INSTRUCTION:
Copy the listing below line for line, with nothing changed.

WORKING DATA:
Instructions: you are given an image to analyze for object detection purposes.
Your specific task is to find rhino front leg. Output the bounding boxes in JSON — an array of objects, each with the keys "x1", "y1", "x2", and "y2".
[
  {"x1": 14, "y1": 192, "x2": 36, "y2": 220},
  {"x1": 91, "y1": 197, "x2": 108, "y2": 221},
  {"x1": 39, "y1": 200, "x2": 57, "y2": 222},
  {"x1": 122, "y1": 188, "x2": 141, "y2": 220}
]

EXERCISE SOLUTION:
Instructions: you are given an image to analyze for object detection purposes.
Your specific task is to find rhino front leg. Output the bounding boxes in JSON — an array of objects, each with the keys "x1", "y1", "x2", and "y2".
[
  {"x1": 14, "y1": 192, "x2": 36, "y2": 220},
  {"x1": 91, "y1": 197, "x2": 108, "y2": 221},
  {"x1": 39, "y1": 200, "x2": 57, "y2": 222},
  {"x1": 122, "y1": 188, "x2": 141, "y2": 220}
]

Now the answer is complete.